Begin Dataset records

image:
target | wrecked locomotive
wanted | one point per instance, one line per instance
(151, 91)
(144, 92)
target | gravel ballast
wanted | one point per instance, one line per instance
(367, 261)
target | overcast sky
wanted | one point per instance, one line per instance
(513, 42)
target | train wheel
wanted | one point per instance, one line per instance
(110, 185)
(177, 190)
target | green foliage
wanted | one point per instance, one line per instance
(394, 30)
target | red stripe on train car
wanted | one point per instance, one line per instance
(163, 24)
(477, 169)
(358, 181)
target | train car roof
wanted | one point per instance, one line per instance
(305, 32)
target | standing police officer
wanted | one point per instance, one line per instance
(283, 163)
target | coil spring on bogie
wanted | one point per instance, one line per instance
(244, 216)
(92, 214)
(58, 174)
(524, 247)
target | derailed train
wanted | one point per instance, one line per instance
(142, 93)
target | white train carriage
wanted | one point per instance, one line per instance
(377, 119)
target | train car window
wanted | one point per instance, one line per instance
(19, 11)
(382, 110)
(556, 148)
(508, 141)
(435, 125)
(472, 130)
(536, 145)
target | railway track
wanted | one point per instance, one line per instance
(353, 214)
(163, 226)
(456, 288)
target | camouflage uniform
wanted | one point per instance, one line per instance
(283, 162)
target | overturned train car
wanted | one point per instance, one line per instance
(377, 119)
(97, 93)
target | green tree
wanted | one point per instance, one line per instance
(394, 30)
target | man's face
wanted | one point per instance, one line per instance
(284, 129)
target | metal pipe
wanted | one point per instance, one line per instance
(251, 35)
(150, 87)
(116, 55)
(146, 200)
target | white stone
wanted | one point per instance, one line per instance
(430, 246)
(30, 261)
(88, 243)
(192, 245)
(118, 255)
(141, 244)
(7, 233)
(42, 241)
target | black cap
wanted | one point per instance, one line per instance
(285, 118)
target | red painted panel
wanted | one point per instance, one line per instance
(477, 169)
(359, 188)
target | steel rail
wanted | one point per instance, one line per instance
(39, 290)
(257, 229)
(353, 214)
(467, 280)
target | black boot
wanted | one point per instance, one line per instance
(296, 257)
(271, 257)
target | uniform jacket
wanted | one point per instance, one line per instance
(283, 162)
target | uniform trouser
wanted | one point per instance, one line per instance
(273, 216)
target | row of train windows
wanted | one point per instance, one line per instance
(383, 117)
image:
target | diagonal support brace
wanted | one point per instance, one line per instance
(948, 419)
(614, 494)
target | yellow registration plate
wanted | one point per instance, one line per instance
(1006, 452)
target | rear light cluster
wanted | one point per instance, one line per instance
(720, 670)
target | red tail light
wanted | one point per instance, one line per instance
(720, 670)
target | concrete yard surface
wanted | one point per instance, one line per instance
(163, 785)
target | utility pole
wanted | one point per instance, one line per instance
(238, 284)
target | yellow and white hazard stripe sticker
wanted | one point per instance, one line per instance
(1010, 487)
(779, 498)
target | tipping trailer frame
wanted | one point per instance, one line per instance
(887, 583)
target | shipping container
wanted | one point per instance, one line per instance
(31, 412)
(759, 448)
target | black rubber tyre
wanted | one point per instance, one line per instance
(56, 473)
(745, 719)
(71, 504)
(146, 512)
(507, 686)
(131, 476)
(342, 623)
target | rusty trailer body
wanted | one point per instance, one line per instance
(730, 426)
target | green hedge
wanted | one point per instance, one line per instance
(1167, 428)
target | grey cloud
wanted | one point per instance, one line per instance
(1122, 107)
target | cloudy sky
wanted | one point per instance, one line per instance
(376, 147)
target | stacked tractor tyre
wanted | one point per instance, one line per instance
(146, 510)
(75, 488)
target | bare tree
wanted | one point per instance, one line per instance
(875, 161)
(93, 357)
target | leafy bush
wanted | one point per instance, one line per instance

End Dataset records

### Short problem
Reproduce verbatim the lines of the material above that run from the line containing "target | steel rail" through the line containing "(1167, 428)", both of those lines included.

### Problem solution
target | steel rail
wanted | one point per instance, one line per instance
(39, 290)
(257, 229)
(353, 214)
(467, 280)
target | black boot
wanted | one point per instance, one line per instance
(296, 257)
(271, 257)
target | uniform jacket
wanted | one point per instance, one line per instance
(283, 162)
target | uniform trouser
wanted | one point per instance, one line per instance
(273, 216)
target | row of train windows
wanted | one point per instance, one line per instance
(383, 117)
image:
target | diagonal support brace
wanted | one point per instance, one line per instance
(948, 419)
(614, 494)
target | yellow registration plate
wanted | one point per instance, one line per instance
(1006, 452)
target | rear light cluster
wanted | one point per instance, one line per instance
(720, 670)
target | red tail light
wanted | one point per instance, one line per instance
(720, 670)
target | concrete yard surface
wanted | one point per instance, one line per instance
(163, 785)
target | utility pole
wanted | one point per instance, one line per instance
(238, 284)
target | yellow and white hazard stripe sticker
wanted | one point per instance, one line per instance
(1010, 487)
(779, 498)
target | tipping trailer frame
wanted | one point per instance, one line per instance
(887, 583)
target | shipping container
wanted | one point per instance, one line per instance
(31, 412)
(759, 448)
target | black rubber tyre
wanted | one point per instance, one line per instance
(56, 473)
(745, 719)
(71, 504)
(146, 512)
(507, 686)
(131, 476)
(342, 623)
target | rusty trailer body
wanted | one point per instance, one line per instance
(730, 426)
target | green hedge
wanted | one point per instance, one line per instance
(1167, 428)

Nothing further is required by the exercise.